* _Ham kayıtlar_:
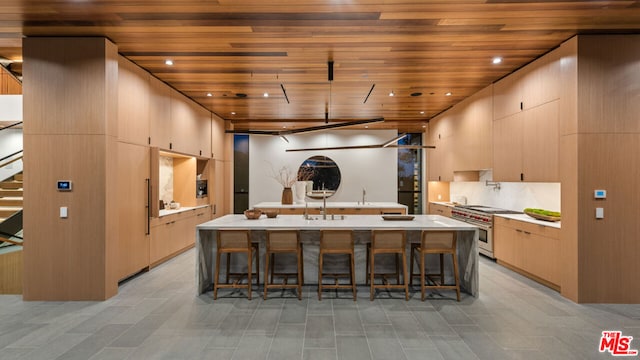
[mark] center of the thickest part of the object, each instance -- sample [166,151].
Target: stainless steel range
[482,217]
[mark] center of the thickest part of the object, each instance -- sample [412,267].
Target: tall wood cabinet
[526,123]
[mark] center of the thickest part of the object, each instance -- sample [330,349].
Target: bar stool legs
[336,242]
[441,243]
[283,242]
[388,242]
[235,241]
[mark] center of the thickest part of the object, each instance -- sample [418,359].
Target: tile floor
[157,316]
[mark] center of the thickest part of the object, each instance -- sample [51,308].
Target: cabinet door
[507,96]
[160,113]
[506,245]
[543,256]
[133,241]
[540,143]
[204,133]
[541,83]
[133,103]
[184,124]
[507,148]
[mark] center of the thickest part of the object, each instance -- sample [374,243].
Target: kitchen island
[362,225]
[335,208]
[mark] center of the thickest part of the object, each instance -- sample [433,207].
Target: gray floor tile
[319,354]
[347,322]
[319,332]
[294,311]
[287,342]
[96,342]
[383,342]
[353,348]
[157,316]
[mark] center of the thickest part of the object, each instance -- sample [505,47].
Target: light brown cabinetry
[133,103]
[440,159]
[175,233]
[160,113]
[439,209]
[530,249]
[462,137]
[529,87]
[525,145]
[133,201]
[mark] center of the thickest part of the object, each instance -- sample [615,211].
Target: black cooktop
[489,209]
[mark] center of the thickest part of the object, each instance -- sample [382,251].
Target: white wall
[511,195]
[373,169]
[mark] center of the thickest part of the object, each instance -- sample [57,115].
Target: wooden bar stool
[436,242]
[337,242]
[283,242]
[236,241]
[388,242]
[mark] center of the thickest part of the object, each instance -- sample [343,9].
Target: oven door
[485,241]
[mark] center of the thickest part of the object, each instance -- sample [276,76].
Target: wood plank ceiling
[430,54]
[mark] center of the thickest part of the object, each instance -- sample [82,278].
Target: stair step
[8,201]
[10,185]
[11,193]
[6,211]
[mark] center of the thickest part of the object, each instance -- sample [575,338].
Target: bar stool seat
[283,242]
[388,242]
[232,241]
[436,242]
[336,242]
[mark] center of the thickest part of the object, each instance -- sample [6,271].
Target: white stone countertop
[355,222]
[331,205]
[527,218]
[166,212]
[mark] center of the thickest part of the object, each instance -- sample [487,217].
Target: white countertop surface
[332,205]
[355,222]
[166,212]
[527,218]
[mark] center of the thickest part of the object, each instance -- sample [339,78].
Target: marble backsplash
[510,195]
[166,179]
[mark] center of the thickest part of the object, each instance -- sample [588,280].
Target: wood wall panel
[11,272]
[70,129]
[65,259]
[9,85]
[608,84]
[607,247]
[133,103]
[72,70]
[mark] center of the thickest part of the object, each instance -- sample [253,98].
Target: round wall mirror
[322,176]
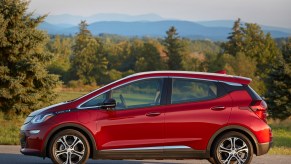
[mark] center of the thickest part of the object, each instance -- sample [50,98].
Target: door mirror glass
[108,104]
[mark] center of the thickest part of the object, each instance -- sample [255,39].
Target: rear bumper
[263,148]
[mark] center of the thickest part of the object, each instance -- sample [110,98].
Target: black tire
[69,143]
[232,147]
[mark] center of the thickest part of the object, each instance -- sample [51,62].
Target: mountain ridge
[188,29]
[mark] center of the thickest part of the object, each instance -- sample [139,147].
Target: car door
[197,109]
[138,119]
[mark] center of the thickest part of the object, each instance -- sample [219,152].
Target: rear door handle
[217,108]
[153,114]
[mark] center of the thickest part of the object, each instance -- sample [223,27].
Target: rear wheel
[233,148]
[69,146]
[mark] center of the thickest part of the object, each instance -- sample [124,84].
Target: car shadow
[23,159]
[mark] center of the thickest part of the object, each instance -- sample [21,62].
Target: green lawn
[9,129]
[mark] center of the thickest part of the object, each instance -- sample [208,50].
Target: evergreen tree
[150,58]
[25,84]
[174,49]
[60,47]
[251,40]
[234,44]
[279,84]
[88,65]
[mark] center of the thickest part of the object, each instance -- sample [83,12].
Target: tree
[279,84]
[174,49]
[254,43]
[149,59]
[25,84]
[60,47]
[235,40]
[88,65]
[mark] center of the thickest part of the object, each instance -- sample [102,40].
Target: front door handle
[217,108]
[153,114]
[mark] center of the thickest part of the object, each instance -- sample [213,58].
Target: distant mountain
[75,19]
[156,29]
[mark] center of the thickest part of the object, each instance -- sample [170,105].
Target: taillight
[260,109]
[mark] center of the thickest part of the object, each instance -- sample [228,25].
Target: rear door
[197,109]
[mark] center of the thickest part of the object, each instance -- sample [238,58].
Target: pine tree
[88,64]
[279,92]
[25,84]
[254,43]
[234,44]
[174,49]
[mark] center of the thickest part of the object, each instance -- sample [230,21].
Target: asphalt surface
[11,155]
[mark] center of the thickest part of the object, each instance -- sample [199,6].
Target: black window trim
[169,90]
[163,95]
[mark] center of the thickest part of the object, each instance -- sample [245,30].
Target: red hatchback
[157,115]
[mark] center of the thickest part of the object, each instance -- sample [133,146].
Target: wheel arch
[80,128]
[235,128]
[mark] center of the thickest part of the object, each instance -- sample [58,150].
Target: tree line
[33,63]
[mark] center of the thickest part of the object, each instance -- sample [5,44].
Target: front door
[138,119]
* * *
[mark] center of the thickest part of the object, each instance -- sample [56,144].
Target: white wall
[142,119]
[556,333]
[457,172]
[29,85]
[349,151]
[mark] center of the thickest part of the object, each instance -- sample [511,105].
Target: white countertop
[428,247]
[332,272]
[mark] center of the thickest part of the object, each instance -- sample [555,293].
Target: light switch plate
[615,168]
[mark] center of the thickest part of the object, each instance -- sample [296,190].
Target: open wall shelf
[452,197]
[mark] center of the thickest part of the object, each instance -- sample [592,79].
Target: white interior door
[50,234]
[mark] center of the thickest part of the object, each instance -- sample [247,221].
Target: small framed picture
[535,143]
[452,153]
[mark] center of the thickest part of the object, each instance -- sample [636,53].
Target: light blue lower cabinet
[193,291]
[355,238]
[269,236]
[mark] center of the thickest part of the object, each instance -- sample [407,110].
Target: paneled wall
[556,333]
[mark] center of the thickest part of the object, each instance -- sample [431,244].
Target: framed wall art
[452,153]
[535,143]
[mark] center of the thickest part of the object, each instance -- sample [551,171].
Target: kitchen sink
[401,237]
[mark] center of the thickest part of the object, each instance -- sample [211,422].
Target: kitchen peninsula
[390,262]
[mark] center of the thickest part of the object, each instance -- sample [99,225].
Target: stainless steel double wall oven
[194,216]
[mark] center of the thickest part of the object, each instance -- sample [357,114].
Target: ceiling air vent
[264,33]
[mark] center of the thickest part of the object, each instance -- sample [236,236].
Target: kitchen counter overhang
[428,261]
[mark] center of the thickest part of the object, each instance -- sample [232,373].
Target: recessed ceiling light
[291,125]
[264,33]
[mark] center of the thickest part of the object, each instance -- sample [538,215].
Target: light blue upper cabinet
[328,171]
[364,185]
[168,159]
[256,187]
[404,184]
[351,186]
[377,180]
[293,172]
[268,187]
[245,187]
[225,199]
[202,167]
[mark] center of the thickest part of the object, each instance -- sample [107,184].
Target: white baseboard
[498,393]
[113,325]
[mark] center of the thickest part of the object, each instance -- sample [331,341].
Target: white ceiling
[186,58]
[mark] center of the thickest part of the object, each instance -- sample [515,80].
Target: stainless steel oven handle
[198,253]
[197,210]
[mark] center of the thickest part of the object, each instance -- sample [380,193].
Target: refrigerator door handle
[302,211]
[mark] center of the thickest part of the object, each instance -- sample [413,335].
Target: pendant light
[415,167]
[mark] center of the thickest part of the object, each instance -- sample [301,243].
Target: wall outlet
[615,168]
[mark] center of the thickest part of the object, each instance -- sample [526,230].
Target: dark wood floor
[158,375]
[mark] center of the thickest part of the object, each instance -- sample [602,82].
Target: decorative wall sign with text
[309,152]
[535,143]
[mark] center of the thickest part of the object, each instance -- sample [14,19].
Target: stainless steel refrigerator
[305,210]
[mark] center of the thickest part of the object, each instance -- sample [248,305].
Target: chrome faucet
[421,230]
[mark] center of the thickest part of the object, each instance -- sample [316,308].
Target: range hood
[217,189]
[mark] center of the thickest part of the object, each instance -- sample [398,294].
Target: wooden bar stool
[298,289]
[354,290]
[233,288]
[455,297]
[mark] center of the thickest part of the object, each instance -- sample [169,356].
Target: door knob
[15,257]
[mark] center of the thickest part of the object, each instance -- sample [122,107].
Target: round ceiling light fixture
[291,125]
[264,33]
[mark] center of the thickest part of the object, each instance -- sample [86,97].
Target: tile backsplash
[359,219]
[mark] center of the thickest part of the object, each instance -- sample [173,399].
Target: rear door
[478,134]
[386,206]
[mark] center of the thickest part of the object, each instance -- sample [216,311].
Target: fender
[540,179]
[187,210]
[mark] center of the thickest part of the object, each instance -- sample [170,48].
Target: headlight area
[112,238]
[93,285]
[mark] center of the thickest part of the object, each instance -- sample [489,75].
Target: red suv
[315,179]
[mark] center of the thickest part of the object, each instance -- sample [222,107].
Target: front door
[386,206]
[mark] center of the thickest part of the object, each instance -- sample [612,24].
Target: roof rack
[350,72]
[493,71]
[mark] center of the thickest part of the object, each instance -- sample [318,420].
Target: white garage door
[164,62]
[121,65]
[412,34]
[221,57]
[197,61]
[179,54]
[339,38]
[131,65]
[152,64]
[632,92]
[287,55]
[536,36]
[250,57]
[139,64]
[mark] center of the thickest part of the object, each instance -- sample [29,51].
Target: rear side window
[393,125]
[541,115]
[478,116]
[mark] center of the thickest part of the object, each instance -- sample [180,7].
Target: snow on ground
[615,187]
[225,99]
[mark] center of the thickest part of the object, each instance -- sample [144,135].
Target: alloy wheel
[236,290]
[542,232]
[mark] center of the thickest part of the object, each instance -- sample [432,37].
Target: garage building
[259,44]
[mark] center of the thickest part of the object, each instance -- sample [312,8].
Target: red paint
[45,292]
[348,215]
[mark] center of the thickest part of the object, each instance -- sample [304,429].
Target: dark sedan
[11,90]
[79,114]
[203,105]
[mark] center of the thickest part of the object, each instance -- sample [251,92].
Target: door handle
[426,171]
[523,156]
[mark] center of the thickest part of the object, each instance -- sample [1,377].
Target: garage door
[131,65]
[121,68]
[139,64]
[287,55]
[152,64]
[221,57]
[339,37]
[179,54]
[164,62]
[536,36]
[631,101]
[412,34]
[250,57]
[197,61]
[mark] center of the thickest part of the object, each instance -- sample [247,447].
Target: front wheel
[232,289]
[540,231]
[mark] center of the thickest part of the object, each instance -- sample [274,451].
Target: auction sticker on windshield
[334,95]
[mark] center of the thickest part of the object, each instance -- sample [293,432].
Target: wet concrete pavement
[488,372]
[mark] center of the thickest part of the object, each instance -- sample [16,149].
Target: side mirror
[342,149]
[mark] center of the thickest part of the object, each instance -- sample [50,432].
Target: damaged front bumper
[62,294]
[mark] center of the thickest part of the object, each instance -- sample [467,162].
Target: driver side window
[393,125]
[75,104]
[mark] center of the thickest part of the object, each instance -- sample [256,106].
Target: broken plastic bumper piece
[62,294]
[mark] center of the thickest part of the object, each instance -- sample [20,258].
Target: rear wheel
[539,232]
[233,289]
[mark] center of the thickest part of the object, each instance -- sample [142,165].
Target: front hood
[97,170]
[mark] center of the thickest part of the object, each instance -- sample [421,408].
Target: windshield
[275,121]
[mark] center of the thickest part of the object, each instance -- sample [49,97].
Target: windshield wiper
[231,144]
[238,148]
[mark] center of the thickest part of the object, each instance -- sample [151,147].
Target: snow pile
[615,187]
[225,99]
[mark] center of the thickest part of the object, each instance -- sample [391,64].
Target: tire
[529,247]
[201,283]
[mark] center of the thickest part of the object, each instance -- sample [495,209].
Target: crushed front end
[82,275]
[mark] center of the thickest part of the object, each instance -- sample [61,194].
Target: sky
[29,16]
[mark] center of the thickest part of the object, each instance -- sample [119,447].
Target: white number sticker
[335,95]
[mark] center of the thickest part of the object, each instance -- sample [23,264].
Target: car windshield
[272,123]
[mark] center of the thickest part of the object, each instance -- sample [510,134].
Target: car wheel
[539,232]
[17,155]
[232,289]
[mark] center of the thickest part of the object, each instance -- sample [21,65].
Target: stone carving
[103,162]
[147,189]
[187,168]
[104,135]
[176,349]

* _Görev_: Yukarıdaki satırlardan "oven" dizesini içerenlerin tümünü çıkarın. Büyük/küçük harf ayrımı dikkate alınmalıdır.

* _Problemin yanıtı_:
Target: oven door
Target: stainless steel double wall oven
Target: stainless steel oven handle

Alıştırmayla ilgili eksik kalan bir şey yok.